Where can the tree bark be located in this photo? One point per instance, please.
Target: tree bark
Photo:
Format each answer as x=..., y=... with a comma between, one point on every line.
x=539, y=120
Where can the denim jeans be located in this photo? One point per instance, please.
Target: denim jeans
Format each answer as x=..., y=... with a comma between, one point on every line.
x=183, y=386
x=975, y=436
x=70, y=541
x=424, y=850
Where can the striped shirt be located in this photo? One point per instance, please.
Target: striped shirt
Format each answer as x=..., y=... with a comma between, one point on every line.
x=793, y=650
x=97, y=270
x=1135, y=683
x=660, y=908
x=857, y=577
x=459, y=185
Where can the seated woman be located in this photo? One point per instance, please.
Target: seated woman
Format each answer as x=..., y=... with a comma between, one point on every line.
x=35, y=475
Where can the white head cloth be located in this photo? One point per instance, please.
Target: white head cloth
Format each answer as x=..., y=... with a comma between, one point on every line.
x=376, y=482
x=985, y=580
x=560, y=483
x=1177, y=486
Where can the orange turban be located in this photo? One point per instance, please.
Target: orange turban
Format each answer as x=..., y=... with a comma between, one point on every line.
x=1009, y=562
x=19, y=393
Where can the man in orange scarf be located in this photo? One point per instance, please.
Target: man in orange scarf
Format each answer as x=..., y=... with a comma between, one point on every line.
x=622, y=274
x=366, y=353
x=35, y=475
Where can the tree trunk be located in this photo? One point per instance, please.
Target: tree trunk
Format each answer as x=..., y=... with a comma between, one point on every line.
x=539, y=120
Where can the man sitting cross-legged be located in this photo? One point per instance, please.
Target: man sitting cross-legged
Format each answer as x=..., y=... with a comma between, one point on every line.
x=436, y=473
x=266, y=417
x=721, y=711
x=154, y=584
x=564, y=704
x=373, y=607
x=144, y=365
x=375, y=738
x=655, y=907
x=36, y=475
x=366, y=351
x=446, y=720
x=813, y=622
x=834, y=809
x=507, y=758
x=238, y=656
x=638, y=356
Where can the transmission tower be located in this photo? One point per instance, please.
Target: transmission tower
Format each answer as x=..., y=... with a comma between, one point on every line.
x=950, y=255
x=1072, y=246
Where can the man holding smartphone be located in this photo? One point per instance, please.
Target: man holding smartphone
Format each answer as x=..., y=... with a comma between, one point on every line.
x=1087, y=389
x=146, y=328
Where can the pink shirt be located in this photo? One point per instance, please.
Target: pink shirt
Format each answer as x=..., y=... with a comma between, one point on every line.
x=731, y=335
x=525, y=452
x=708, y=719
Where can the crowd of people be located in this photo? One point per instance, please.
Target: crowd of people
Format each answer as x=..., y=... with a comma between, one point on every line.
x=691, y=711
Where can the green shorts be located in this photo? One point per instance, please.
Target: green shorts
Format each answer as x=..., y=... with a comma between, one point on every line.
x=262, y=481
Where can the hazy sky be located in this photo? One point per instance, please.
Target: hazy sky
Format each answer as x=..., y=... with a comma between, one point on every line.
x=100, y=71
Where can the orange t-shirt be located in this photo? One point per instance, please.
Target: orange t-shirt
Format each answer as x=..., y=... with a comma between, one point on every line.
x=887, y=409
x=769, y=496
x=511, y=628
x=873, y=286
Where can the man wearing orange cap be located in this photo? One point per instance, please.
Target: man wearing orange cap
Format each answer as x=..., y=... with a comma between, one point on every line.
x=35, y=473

The task → Copy every item above word for word, keeping each line as it stands.

Answer to the exercise →
Where can the tree bark be located in this photo? One point per instance, please.
Target: tree bark
Photo:
Format each answer as x=..., y=... with a comma between, one point on every line.
x=539, y=120
Where can the denim jeans be located in this photo? One point per instance, please.
Target: denim jeans
Format each answer as x=..., y=... with a comma between, one point on every line.
x=183, y=386
x=975, y=436
x=70, y=541
x=424, y=850
Where can the striped shirt be located in this photo? One point per instance, please.
Target: striped shirt
Format each answer as x=..., y=... with a comma between, one point on every line.
x=793, y=650
x=97, y=270
x=1135, y=683
x=660, y=908
x=857, y=577
x=459, y=185
Where can the seated woman be located in this photo? One point per instance, please.
Target: seated woman
Format each answer as x=..., y=... with a comma between, one point on every line.
x=35, y=475
Where can the white head cloth be located in this photo? One point per instance, please.
Target: white head cloth
Format each answer as x=..., y=... with a comma between, one point on every line.
x=376, y=482
x=985, y=580
x=560, y=483
x=1177, y=486
Where can the orange turban be located in this photo? One point per instance, please.
Target: orange turban
Format each answer as x=..., y=... with a comma between, one point on every line.
x=1009, y=562
x=19, y=393
Where can the man in orange scarf be located in this photo? One point per instance, please.
Target: man in orange scarf
Format each answer as x=..., y=... with a comma between, one point on every line.
x=622, y=274
x=366, y=353
x=35, y=475
Where can the tree trunk be located in this photo? One point per instance, please.
Target: tree trunk
Format each answer as x=..., y=... with a comma between, one point on every line.
x=539, y=120
Where can the man sitting cross-legged be located in this photo? One point per instance, please.
Target: man sitting cross-legged
Format each answer as x=..., y=... with a comma between, one point on every line.
x=436, y=473
x=266, y=417
x=721, y=711
x=154, y=584
x=564, y=704
x=373, y=607
x=144, y=365
x=375, y=738
x=655, y=907
x=36, y=475
x=366, y=351
x=446, y=720
x=813, y=622
x=834, y=809
x=507, y=758
x=238, y=656
x=638, y=356
Where can the transmission tower be located in this photo? One point per instance, please.
Target: transmission tower
Format each answer as x=..., y=... with a comma between, one point on every line.
x=950, y=255
x=1072, y=246
Where can the man holding smartphone be located in this photo? One point per instance, please.
Target: man holding smartphone
Format each answer as x=..., y=... with a comma between, one point on every line.
x=1087, y=389
x=146, y=328
Where can the pink shirt be located in this photo? One point per instance, please.
Target: pink shirt
Format each answer as x=..., y=... with a comma between, one point on every line.
x=731, y=335
x=525, y=452
x=708, y=719
Where can the crowd of people be located in this photo? One point per instance, please.
Target: crowd of people
Format each answer as x=..., y=... with a comma between, one point on every line.
x=691, y=711
Where can the green shorts be located in this photo? One point per instance, please.
Target: green shorts
Format each answer as x=..., y=... with a comma between, one point on every line.
x=262, y=481
Where can the hazy sky be located in this photo? One point per instance, please.
Target: hazy sky
Format each answer as x=..., y=... with a comma between, one point on every line.
x=100, y=71
Where can the orange t-shirt be located in this photo? One point per instance, please.
Target: orange t-shirt
Format each answer as x=..., y=... with a comma between, one point on every line.
x=887, y=409
x=769, y=496
x=511, y=628
x=873, y=286
Where can the man wearing orange cap be located in this photo? One point per instance, please.
Target: man wearing orange cap
Format each answer as x=..., y=... with a comma between, one point on every line.
x=35, y=473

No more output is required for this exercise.